问题描述 = 修改以下全部条目：把其中的“photo”一律换成“image”，其余文字保持原样后重新给出，答案中不附图片。

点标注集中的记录
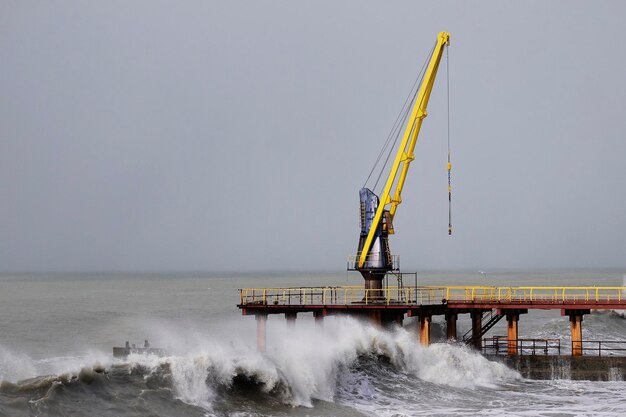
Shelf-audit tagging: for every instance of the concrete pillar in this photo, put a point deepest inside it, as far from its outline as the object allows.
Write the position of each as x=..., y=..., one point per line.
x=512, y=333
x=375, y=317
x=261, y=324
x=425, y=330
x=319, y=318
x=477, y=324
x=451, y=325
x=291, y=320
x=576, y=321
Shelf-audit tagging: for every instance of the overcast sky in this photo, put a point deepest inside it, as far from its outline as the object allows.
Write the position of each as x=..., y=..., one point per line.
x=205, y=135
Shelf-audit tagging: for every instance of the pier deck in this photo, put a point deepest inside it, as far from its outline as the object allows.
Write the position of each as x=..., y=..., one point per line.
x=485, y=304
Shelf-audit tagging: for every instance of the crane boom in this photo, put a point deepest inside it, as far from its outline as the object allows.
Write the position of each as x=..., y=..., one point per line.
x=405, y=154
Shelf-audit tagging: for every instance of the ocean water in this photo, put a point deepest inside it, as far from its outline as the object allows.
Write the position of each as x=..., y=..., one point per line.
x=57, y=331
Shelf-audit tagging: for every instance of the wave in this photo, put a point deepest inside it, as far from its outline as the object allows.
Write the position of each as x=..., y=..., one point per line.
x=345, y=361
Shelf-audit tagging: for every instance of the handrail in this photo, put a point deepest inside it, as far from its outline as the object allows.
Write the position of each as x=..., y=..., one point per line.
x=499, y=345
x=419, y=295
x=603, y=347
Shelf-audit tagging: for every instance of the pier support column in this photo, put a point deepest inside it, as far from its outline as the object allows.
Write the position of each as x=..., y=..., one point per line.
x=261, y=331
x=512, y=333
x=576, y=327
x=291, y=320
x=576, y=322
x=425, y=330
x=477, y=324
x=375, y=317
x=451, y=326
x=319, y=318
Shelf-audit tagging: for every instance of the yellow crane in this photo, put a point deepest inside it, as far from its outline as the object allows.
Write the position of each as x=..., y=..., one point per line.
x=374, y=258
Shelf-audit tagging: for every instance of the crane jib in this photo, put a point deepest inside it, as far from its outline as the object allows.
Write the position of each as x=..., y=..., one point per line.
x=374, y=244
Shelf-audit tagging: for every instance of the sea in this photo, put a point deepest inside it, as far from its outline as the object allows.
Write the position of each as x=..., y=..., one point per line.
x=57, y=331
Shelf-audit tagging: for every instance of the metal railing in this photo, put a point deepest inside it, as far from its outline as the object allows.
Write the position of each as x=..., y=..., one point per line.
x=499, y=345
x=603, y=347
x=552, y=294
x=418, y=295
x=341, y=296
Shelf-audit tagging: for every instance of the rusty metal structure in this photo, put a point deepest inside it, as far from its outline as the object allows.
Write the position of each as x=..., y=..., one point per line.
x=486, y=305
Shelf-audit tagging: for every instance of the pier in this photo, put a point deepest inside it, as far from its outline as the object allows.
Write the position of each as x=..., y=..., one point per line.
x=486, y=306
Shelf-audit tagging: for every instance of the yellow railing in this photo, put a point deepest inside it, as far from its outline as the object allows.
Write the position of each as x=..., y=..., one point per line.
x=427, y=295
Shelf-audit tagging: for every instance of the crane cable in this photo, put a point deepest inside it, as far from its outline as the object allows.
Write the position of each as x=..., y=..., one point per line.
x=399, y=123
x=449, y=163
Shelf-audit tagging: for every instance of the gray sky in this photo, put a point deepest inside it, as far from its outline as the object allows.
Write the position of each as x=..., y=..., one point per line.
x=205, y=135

本题解答 =
Shelf-audit tagging: for every instance of the concrete pillar in this image, put a point deepest inside it, as far from its outline as the object allows.
Write the position of each as x=..., y=..., one point per line.
x=512, y=333
x=375, y=317
x=261, y=324
x=425, y=330
x=319, y=318
x=477, y=324
x=451, y=325
x=291, y=320
x=576, y=321
Shelf-audit tagging: for every instance of the overcast sky in this image, put a point deepest inside it, as far from its outline as the object allows.
Write the position of each as x=..., y=..., one point per line.
x=205, y=135
Shelf-audit tagging: for every instance of the pier deck in this image, put a point deepest inside it, as far from its outline as the object allows.
Write the position of each as x=..., y=..., one point per line.
x=485, y=304
Shelf-audit tagging: for every instance of the crane boom in this image, put a point deepest inside it, as far from its outline as the object allows.
Write the position of each as x=..., y=..., one point per line.
x=405, y=154
Shelf-audit tagging: for every instance of the ocean water in this image, put a point deepest inside it, as far from its outline as the object allows.
Write the position of each as x=..., y=..., one point per line.
x=57, y=331
Shelf-audit tagging: for every instance of the wave in this image, put a point deepest inside it, as far from its outline as the object allows.
Write the position of each as x=..., y=..., one point per line.
x=345, y=361
Shelf-audit tagging: for every instance of the handrail in this image, put a point deepest inside it, as far from its outline as the object allows.
Write the position of each as x=..., y=..., one point per line.
x=499, y=345
x=419, y=295
x=603, y=347
Shelf-audit tagging: for every instance of the pier support column in this image, put a point deepest inside it, as far from its outline as the object allows.
Write the position of each as x=..., y=..., one point per line.
x=261, y=331
x=512, y=333
x=576, y=327
x=291, y=320
x=576, y=322
x=425, y=330
x=477, y=324
x=375, y=317
x=451, y=326
x=319, y=318
Shelf-audit tagging: for every instance of the yellow crane in this image, put a point deepest inside it, as far from its outline as the object allows.
Write the position of each as x=..., y=..., one point per line.
x=374, y=258
Shelf-audit tagging: for every instance of the crane jib in this image, put a point deepest inside it, as far from its outline as the object allows.
Write the position of each as x=..., y=..., one point per line.
x=374, y=244
Shelf-audit tagging: for every instance of the sea in this image, put a point deepest inside it, as far from its outline as the object allows.
Write the position of each as x=..., y=..., one point per line.
x=57, y=331
Shelf-audit tagging: for every instance of the metal railing in this image, put a point deepest inside it, as far from its outline as the object allows.
Write the position of each as x=..., y=..., one point per line.
x=499, y=345
x=603, y=347
x=552, y=294
x=418, y=295
x=341, y=296
Shelf-audit tagging: for every instance of the rusty metal structure in this image, put a point deepest inside it, as far from its outline as the object allows.
Write the position of each as x=..., y=..., one point per line.
x=486, y=305
Shelf-audit tagging: for every instance of the pier in this image, put a point deepest inside it, as far from its outline as the object allows.
Write the position of each as x=..., y=..., one point per line.
x=486, y=306
Shelf-audit tagging: for every instance of the yellow railing in this image, put a point deepest inside it, as far from its outline as the object allows.
Write the position of each as x=..., y=..., one point per line.
x=427, y=295
Shelf-audit tagging: for every instance of the crane cable in this image, put a point deepest inside it, as far from its outline as the object allows.
Write the position of each as x=..., y=..., one point per line.
x=399, y=123
x=449, y=163
Shelf-audit tagging: for every instance of the gray sky in this image, put a point deepest inside it, as far from its outline as the object allows.
Write the position of each as x=..., y=..., one point per line.
x=205, y=135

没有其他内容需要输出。